Rows from a box labeling dataset —
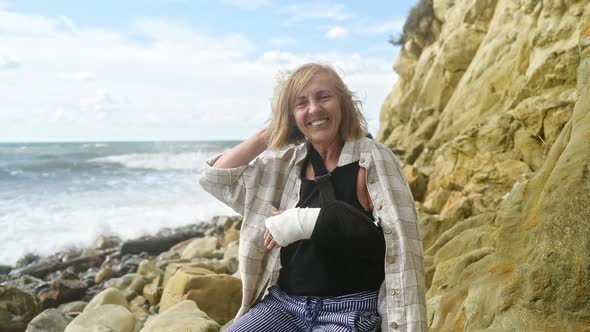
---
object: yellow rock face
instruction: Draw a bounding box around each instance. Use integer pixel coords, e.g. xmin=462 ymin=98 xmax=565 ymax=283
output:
xmin=377 ymin=0 xmax=590 ymax=331
xmin=65 ymin=304 xmax=136 ymax=332
xmin=141 ymin=300 xmax=219 ymax=332
xmin=160 ymin=266 xmax=242 ymax=325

Directions — Copy out the lines of the material above word for word, omitting the pictures.

Exercise output —
---
object: yellow rock face
instruction: Draw a bounding box around each instance. Use integer pixel coords, e.g. xmin=462 ymin=98 xmax=565 ymax=283
output:
xmin=377 ymin=0 xmax=590 ymax=331
xmin=65 ymin=304 xmax=136 ymax=332
xmin=141 ymin=300 xmax=219 ymax=332
xmin=160 ymin=266 xmax=242 ymax=325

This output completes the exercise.